───── Dataset rows ─────

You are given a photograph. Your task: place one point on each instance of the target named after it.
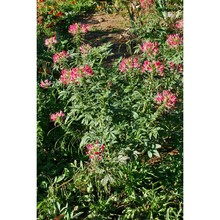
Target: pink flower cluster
(85, 48)
(153, 66)
(174, 40)
(166, 96)
(58, 56)
(95, 152)
(55, 116)
(73, 75)
(129, 63)
(146, 3)
(177, 67)
(45, 84)
(179, 24)
(50, 41)
(149, 48)
(77, 28)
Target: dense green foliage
(110, 139)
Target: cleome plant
(110, 137)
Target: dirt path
(106, 28)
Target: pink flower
(147, 66)
(73, 29)
(166, 97)
(73, 75)
(179, 24)
(174, 40)
(146, 3)
(84, 28)
(129, 63)
(156, 66)
(176, 67)
(45, 84)
(50, 41)
(87, 69)
(85, 48)
(56, 116)
(78, 28)
(58, 56)
(95, 151)
(149, 48)
(159, 67)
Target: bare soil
(104, 28)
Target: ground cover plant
(109, 110)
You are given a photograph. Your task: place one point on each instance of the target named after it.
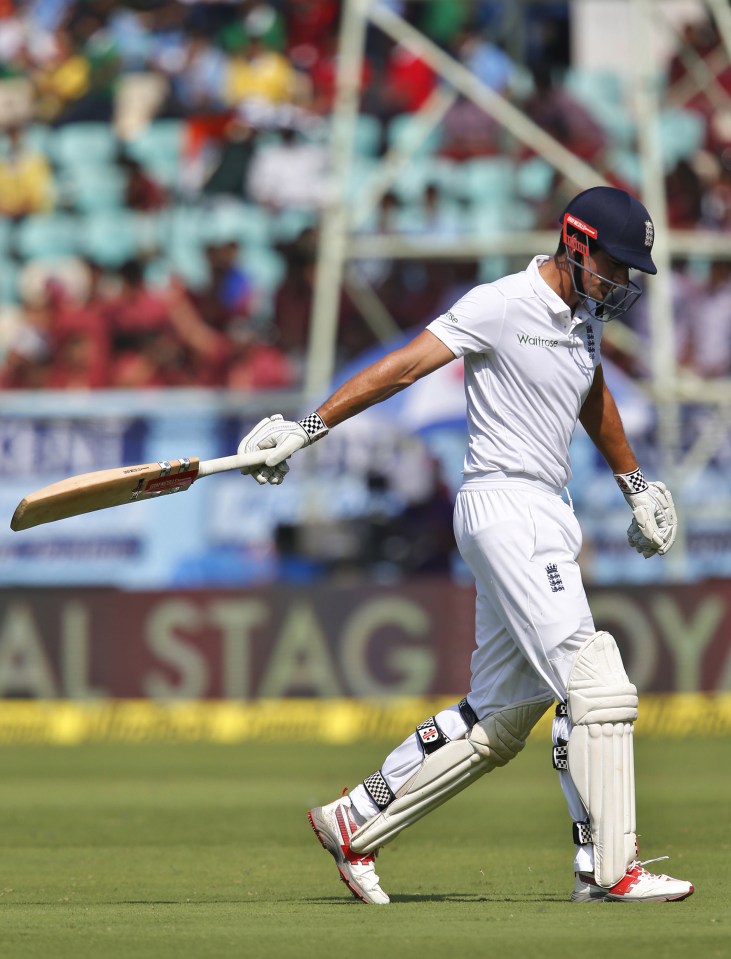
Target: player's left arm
(394, 372)
(655, 522)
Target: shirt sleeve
(474, 323)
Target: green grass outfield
(199, 850)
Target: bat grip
(235, 462)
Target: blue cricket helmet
(618, 223)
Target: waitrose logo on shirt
(525, 340)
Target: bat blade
(88, 492)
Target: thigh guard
(491, 742)
(602, 705)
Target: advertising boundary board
(334, 722)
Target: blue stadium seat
(47, 235)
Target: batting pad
(603, 707)
(491, 742)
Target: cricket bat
(125, 484)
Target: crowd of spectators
(252, 83)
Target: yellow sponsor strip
(338, 721)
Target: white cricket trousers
(521, 543)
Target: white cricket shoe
(637, 885)
(334, 825)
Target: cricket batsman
(531, 344)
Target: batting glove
(283, 437)
(263, 474)
(655, 522)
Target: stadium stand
(162, 174)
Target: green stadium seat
(235, 220)
(421, 171)
(402, 131)
(287, 225)
(9, 272)
(682, 134)
(83, 143)
(266, 268)
(112, 237)
(595, 86)
(534, 178)
(487, 180)
(47, 235)
(368, 135)
(627, 165)
(91, 187)
(162, 138)
(492, 219)
(6, 233)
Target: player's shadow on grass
(462, 897)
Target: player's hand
(263, 474)
(655, 522)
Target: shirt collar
(559, 310)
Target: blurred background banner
(213, 211)
(326, 641)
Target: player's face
(603, 274)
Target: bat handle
(235, 462)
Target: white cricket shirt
(528, 366)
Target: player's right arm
(399, 369)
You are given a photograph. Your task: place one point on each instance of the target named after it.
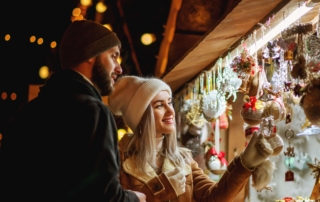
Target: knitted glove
(262, 175)
(177, 180)
(257, 151)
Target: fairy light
(294, 16)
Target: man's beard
(101, 78)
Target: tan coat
(199, 187)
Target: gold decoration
(300, 29)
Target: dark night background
(21, 60)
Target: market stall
(252, 72)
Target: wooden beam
(170, 27)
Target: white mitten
(262, 175)
(177, 180)
(257, 151)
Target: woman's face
(163, 113)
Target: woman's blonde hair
(143, 144)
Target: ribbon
(251, 103)
(212, 152)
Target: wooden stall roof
(218, 41)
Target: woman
(153, 163)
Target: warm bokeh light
(148, 38)
(85, 2)
(4, 95)
(121, 133)
(53, 44)
(76, 12)
(13, 96)
(101, 7)
(74, 18)
(44, 72)
(108, 26)
(130, 131)
(119, 60)
(40, 41)
(32, 39)
(7, 37)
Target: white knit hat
(132, 95)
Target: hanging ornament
(215, 161)
(276, 109)
(310, 103)
(289, 176)
(252, 110)
(315, 195)
(245, 67)
(249, 131)
(269, 130)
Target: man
(62, 145)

─────

Brief → Reproduce all of the material with "photograph" replaced by "image" and everything else unchanged, omitting the pictures.

Completed exercise →
You are given a image. Your task: place one point on each instance of the target named after it.
Target: pink flower cluster
(85, 48)
(153, 66)
(174, 40)
(166, 96)
(58, 56)
(95, 152)
(55, 116)
(73, 75)
(129, 63)
(146, 3)
(177, 67)
(45, 84)
(179, 24)
(50, 41)
(149, 48)
(77, 28)
Target: dense green foliage
(110, 139)
Target: cleome plant
(110, 137)
Target: dirt path
(106, 28)
Target: pink flower
(147, 66)
(73, 29)
(166, 97)
(73, 75)
(179, 24)
(174, 40)
(146, 3)
(84, 28)
(129, 63)
(156, 66)
(176, 67)
(45, 84)
(50, 41)
(87, 69)
(85, 48)
(56, 116)
(78, 28)
(58, 56)
(95, 151)
(149, 48)
(159, 67)
Target: bare soil
(104, 28)
Target: ground cover plant
(109, 110)
You are given a image. Your task: place one point on each instance of the target named after it.
Target: player's left arm
(394, 372)
(655, 522)
Target: shirt sleeve
(474, 323)
Target: green grass outfield
(199, 850)
Target: bat grip
(235, 462)
Target: blue cricket helmet
(618, 223)
Target: waitrose logo on shirt
(525, 340)
Target: bat blade
(88, 492)
Target: thigh guard
(491, 742)
(602, 705)
Target: advertising boundary board
(334, 722)
Target: blue stadium seat
(47, 235)
Target: batting pad
(603, 707)
(491, 742)
Target: cricket bat
(125, 484)
Target: crowd of spectators
(252, 83)
Target: yellow sponsor strip
(338, 721)
Target: white cricket trousers
(521, 543)
Target: white cricket shoe
(637, 885)
(334, 825)
Target: cricket batsman
(531, 344)
Target: batting glove
(283, 437)
(263, 474)
(655, 522)
Target: stadium stand
(162, 174)
Target: green stadium seat
(235, 220)
(421, 171)
(402, 131)
(287, 225)
(9, 272)
(682, 134)
(83, 143)
(266, 268)
(112, 237)
(595, 86)
(534, 178)
(487, 180)
(47, 235)
(368, 135)
(627, 165)
(91, 187)
(162, 138)
(492, 219)
(6, 233)
Target: player's shadow on grass
(462, 897)
Target: player's hand
(263, 474)
(655, 522)
Target: shirt collar
(559, 310)
Target: blurred background banner
(213, 211)
(326, 641)
Target: player's face
(603, 274)
Target: bat handle
(235, 462)
Target: white cricket shirt
(528, 366)
Target: player's right arm
(399, 369)
You are given a image. Your task: place one point on each instance of the target named after it.
Target: knitted glove
(262, 175)
(177, 180)
(257, 151)
Target: fairy light
(294, 16)
Target: man's beard
(101, 78)
Target: tan coat
(199, 187)
Target: gold decoration
(300, 29)
Target: dark night background
(21, 60)
Target: market stall
(252, 72)
Target: wooden beam
(170, 27)
Target: white mitten
(262, 175)
(177, 180)
(257, 151)
Target: woman's face
(163, 113)
Target: woman's blonde hair
(143, 144)
Target: ribbon
(251, 103)
(212, 152)
Target: wooden stall roof
(218, 41)
Target: woman
(153, 163)
Target: warm bokeh light
(148, 38)
(85, 2)
(4, 95)
(121, 133)
(53, 44)
(76, 12)
(13, 96)
(101, 7)
(74, 18)
(44, 72)
(108, 26)
(130, 131)
(119, 60)
(40, 41)
(32, 39)
(7, 37)
Target: white knit hat
(132, 95)
Target: hanging ornament
(215, 161)
(276, 109)
(310, 103)
(289, 176)
(252, 110)
(315, 195)
(245, 67)
(249, 131)
(269, 130)
Target: man
(62, 145)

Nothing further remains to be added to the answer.